[Opening Given passage section]

ISLAMABAD: Interloop Limited’s net sales increased 65.38% to Rs90.9 billion in the financial year that ended on June 30, 2022 compared with Rs55 billion in fiscal 2020-21.
During the year, the company delivered exceptional results by achieving the highest-ever sale revenues, volumes and profitability, reports WealthPK quoting the company’s financial stats.
Interloop Limited was incorporated in Pakistan on 25th April, 1992, and publicly listed on the Pakistan Stock Exchange on 5th April, 2019.
The company is a vertically integrated multi-category full family clothing company, manufacturing hosiery, denim, knitted apparel and seamless active wear, for top international brands and retailers, besides producing yarns for a range of textile customers.
The company also achieved the highest-ever gross profit of Rs26 billion during the FY22, up 83.4% from the previous year’s Rs14 billion.
The profit-before-tax for the year was Rs13.5 billion compared to Rs6.8 billion during FY21.

[Closing Given passage section]
[Opening Recorded data section]

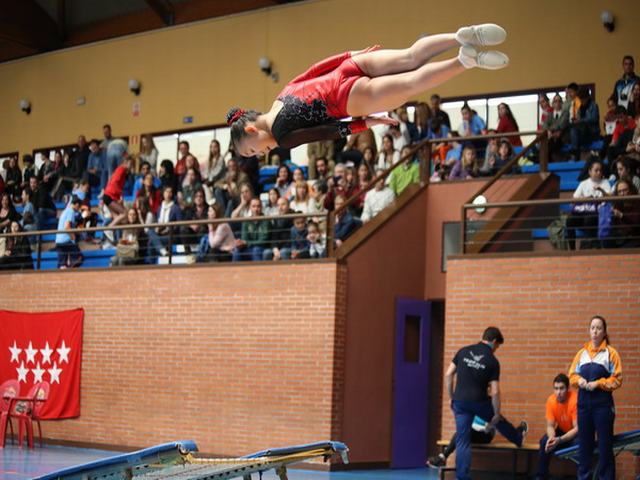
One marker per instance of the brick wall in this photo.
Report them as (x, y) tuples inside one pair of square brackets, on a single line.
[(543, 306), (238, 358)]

[Closing Recorded data section]
[Opening Recorded data section]

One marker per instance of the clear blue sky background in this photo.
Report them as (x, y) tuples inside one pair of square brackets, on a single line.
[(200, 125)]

[Closing Recorded data section]
[Opening Recorded data section]

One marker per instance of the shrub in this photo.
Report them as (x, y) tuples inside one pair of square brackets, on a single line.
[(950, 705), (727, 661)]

[Closing Recorded data section]

_Task goal_
According to the passage on Interloop Limited's results, on what date was the company publicly listed on the Pakistan Stock Exchange? This material plays no part in what comes next.

_Response to the exercise_
5th April, 2019